EXTRACT TO READ.

§ §

183 So. 3d 1192
Fla. Dist. Ct. App.2016Background
- McCalla and wife sued Kenyon Construction Co. for contract/warranty breaches and DTUPA; they won a judgment for $627,657.48 against Kenyon.
- Kenyon allegedly transferred assets to Herring and Young before judgment, leaving McCallas unable to collect.
- McCallas asserted fraudulent transfers under Florida Statutes 726.105–726.108 to reach value of the judgment.
- Trial court held that 726.108 authorizes only equitable relief, not monetary damages, and allowed certain setoffs.
- Court of Appeal de novo review held 726.108 permits money damages; addressed offsets including Amerisure settlement and malpractice settlement.
- Court reversed and remanded, holding the setoff against malpractice settlement improper and explaining party-intent governs releases.

§ §

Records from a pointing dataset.
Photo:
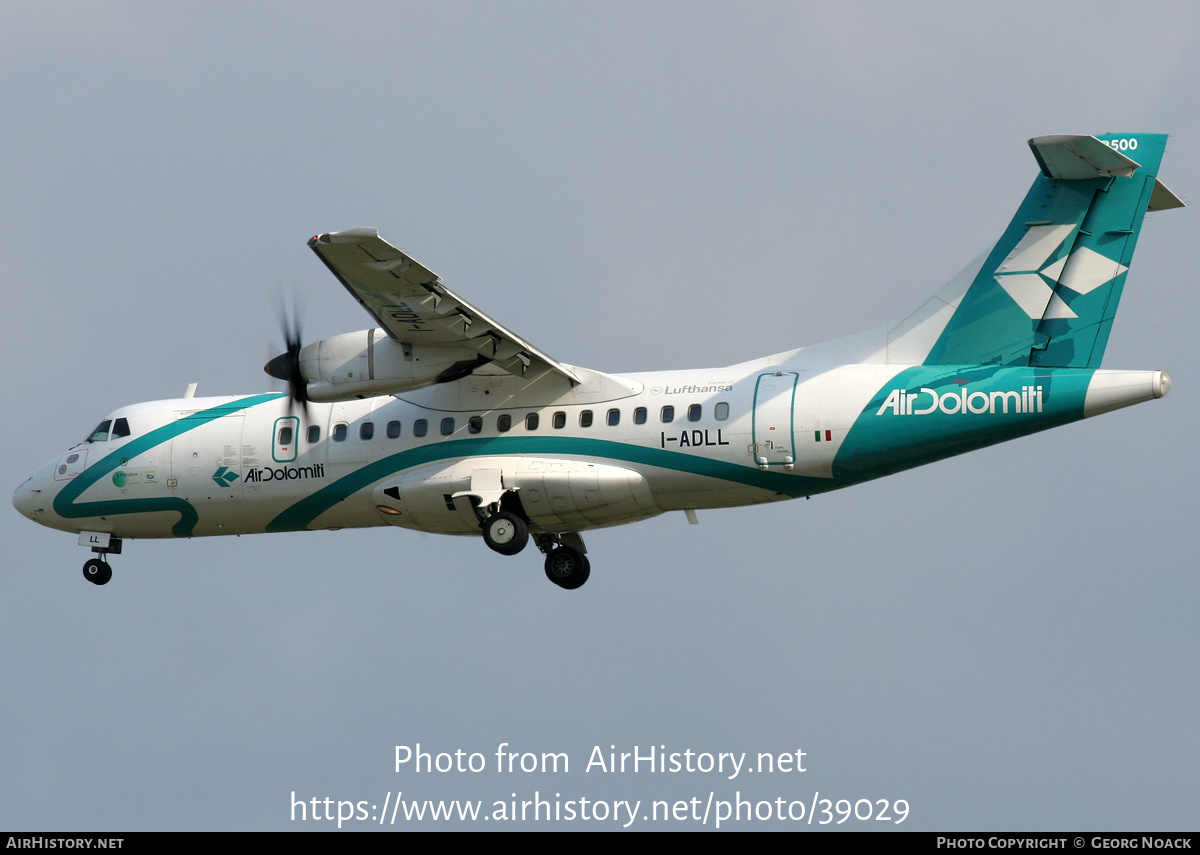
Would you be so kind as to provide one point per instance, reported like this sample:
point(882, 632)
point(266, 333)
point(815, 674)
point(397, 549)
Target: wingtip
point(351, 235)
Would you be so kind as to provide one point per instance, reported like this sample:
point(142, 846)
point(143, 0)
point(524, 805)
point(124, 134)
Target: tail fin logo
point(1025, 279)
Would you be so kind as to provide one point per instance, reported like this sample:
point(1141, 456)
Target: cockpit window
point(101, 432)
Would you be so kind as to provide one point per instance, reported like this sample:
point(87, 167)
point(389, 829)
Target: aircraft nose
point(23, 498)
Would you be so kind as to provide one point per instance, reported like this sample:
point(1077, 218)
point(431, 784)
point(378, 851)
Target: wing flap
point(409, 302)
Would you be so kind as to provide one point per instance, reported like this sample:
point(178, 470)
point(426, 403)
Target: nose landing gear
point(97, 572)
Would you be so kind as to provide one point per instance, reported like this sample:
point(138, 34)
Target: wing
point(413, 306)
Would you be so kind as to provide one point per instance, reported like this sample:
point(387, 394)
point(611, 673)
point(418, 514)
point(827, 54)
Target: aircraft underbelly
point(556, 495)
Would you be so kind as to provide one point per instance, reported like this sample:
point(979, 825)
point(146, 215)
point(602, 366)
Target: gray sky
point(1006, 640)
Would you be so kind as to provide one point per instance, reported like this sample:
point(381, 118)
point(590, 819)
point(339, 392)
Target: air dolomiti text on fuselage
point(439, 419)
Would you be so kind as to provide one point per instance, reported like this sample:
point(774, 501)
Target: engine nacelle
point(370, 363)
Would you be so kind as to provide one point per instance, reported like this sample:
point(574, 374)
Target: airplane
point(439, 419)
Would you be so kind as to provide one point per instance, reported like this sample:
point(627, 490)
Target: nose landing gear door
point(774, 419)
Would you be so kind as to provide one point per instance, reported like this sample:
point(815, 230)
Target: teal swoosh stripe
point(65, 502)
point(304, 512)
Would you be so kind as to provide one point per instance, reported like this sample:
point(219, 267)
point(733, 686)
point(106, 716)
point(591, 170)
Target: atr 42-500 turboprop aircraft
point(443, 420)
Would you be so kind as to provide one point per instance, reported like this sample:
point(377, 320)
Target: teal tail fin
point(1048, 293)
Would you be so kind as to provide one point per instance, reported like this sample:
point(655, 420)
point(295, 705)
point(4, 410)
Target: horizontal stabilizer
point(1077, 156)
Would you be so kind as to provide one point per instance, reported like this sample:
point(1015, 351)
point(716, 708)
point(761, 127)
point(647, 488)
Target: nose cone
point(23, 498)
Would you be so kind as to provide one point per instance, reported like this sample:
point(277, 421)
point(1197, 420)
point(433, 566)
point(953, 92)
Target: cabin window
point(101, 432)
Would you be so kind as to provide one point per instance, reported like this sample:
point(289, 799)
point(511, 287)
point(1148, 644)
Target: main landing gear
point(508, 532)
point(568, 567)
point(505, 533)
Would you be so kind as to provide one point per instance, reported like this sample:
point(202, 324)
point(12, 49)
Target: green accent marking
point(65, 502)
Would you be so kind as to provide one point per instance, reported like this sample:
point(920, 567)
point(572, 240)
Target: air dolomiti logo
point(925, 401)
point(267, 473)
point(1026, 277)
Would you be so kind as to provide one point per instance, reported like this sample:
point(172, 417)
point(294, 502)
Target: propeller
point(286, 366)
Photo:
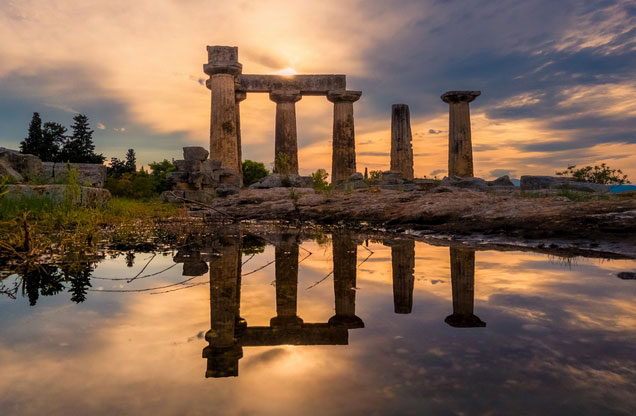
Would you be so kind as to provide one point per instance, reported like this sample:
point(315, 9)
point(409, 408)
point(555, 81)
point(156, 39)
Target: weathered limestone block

§ §

EXERCISE INSTRUCTIONS.
Carry on the fraudulent-transfer case summary from its last line. These items are separate material, unrelated to the case summary.

TASK RESULT.
Issues
| Issue | Plaintiff's Argument | Defendant's Argument | Held |
|---|---|---|---|
| Does §726.108 authorize money damages? | McCalla argued §726.108(1)(c)(3) allows monetary relief against transferor or transferee. | Kenyon contends §726.108 limits relief to injunction/receivership, not money damages. | Yes; §726.108 authorizes monetary relief. |
| Is setoff permitted against a fraudulent transfer judgment for settlements with nonjoint tortfeasors? | McCalla claims settlement funds from other defendants may offset the judgment. | Kenyon asserts any settlement should reduce the total recovery. | Setoffs against nonjointly liable settlees are not permitted; carve-out applies only to joint and several liability contexts. |
| Are Greene and law firms joint and severally liable with Kenyon for setoff purposes? | Damages in malpractice action may overlap but are not co-extensive; settlement allocations matter. | Settlements should extinguish corresponding liability; all claims against settling parties should offset. | Not jointly and severally liable; setoff against malpractice settlement improper. |
| Did the settlement allocation in the Amerisure action affect the fraudulent transfer judgment? | Some offsets from Amerisure credit should reduce the judgment payable by Kenyon. | Offset allocation to Herring/Young was appropriate; McCallas’ Amerisure settlement credit was properly applied. | Amerisure offset to Herring/Young affirmed; inappropriate to extend to malpractice settlement. |
Key Cases Cited
- Hansard Constr. Corp. v. Rite Aid of Fla., Inc., 783 So. 2d 307 (Fla. 4th DCA 2001) (money damages available under §726.108(1)(c)(3))
- Yusem v. S. Fla. Water Mgmt. Dist., 770 So. 2d 746 (Fla. 4th DCA 2000) (fraudulent conveyance as creditor's remedy)
- Moody v. Lawnwood Med. Ctr., Inc., 125 So. 3d 246 (Fla. 4th DCA 2013) (allocation of settlement in multi-defendant context)
- D’Angelo v. Fitzmaurice, 863 So. 2d 311 (Fla. 2003) (setoffs require multiple defendants jointly and severally liable)
- Gouty v. Schnepel, 795 So. 2d 959 (Fla. 2001) (windfall considerations in setoffs; joint liability framework)
- Wells v. Tallahassee Mem. Regional Med. Ctr., Inc., 659 So. 2d 249 (Fla. 1995) (settlement dollars extinguish a settling tortfeasor's liability only)
- Nauman v. Eason, 572 So. 2d 982 (Fla. 1st DCA 1990) (contemporaneous intent governs settlements; allocation matters)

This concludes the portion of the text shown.